→ Listing:
———

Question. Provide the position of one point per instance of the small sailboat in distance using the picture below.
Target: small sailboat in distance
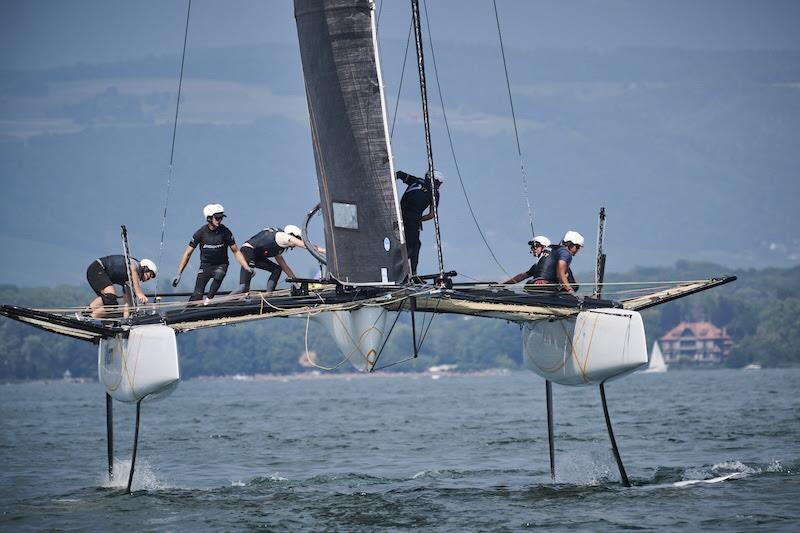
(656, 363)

———

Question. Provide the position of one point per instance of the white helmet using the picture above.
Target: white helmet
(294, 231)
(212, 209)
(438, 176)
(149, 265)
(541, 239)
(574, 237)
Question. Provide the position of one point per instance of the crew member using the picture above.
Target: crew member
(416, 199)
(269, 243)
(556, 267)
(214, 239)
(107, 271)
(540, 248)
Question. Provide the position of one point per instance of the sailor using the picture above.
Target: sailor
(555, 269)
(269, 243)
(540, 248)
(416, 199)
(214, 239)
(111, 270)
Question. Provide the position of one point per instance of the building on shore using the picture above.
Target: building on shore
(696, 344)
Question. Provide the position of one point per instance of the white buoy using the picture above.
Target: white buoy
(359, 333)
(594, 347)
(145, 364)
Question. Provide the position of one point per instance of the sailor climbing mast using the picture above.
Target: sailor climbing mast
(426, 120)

———

→ What is needed:
Pull out every line of the entries above that contains the string "Target", matching case exactly.

→ Reply:
Target: small sailboat in distance
Target: white helmet
Target: crew member
Target: sailor
Target: building on shore
Target: white buoy
Target: sailor climbing mast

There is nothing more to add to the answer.